## [Work instructions]
Once the pictures are set aside, repeat all of the data below exactly.

####

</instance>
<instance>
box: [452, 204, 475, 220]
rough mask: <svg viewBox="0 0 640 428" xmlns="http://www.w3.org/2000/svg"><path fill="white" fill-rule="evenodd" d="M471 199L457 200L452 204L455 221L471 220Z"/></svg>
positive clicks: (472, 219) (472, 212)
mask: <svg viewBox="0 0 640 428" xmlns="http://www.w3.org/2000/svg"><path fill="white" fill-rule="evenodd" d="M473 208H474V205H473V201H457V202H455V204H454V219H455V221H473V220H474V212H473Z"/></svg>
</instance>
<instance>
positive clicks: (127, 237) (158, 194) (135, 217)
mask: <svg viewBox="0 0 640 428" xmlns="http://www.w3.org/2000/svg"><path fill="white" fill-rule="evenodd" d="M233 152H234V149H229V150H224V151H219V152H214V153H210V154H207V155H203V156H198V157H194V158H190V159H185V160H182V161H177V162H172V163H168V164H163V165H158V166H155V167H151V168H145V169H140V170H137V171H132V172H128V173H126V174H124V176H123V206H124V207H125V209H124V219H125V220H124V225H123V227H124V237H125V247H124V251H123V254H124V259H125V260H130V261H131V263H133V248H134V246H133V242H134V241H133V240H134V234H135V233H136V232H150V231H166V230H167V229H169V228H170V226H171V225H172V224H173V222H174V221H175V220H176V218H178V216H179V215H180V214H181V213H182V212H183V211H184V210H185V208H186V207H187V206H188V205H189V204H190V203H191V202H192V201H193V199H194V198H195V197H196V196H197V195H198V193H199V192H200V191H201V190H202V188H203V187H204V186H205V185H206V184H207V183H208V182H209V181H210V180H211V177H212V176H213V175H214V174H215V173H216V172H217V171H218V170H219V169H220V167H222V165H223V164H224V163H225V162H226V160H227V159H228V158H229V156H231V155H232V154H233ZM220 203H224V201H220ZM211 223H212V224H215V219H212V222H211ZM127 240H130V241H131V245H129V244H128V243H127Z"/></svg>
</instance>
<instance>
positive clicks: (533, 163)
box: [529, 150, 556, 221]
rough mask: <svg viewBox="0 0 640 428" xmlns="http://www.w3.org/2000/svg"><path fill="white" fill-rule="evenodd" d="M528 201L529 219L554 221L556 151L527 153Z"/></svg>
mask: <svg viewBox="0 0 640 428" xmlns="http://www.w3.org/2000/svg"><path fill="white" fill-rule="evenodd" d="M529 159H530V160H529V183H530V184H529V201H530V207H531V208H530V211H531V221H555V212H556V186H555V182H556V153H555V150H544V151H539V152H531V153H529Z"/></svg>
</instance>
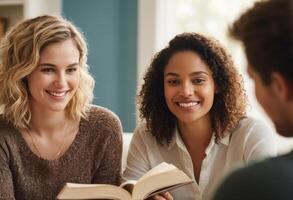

####

## [Reply to the exercise]
</instance>
<instance>
box: [452, 204, 475, 220]
rough mask: <svg viewBox="0 0 640 428" xmlns="http://www.w3.org/2000/svg"><path fill="white" fill-rule="evenodd" d="M471 199L457 200L452 204L455 221L471 220Z"/></svg>
positive clicks: (472, 219) (472, 212)
mask: <svg viewBox="0 0 640 428" xmlns="http://www.w3.org/2000/svg"><path fill="white" fill-rule="evenodd" d="M473 208H474V205H473V201H457V202H455V204H454V219H455V221H473V220H474V212H473Z"/></svg>
</instance>
<instance>
positive clicks: (127, 237) (158, 194) (135, 217)
mask: <svg viewBox="0 0 640 428" xmlns="http://www.w3.org/2000/svg"><path fill="white" fill-rule="evenodd" d="M233 152H234V149H229V150H224V151H219V152H214V153H210V154H207V155H203V156H198V157H194V158H190V159H185V160H182V161H177V162H172V163H168V164H163V165H158V166H155V167H151V168H145V169H140V170H137V171H132V172H128V173H126V174H124V176H123V206H124V207H125V209H124V219H125V220H124V225H123V227H124V237H125V247H124V251H123V254H124V259H125V260H130V261H131V263H133V248H134V246H133V242H134V241H133V240H134V234H135V233H136V232H150V231H166V230H167V229H169V228H170V226H171V225H172V224H173V222H174V221H175V220H176V218H178V216H179V215H180V214H181V213H182V212H183V211H184V210H185V208H186V207H187V206H188V205H189V204H190V203H191V202H192V201H193V199H194V198H195V197H196V196H197V195H198V193H199V192H200V191H201V190H202V188H203V187H204V186H205V185H206V184H207V183H208V182H209V181H210V180H211V177H212V176H213V175H214V174H215V173H216V172H217V171H218V170H219V169H220V167H222V165H223V164H224V163H225V162H226V160H227V159H228V158H229V156H231V155H232V154H233ZM220 203H224V201H220ZM211 223H212V224H215V219H212V222H211ZM127 240H130V241H131V245H129V244H128V243H127Z"/></svg>
</instance>
<instance>
positive clicks: (533, 163)
box: [529, 150, 556, 221]
rough mask: <svg viewBox="0 0 640 428" xmlns="http://www.w3.org/2000/svg"><path fill="white" fill-rule="evenodd" d="M528 201L529 219L554 221L556 151L527 153Z"/></svg>
mask: <svg viewBox="0 0 640 428" xmlns="http://www.w3.org/2000/svg"><path fill="white" fill-rule="evenodd" d="M529 159H530V160H529V183H530V184H529V201H530V207H531V208H530V211H531V221H555V212H556V186H555V182H556V153H555V150H544V151H539V152H531V153H529Z"/></svg>
</instance>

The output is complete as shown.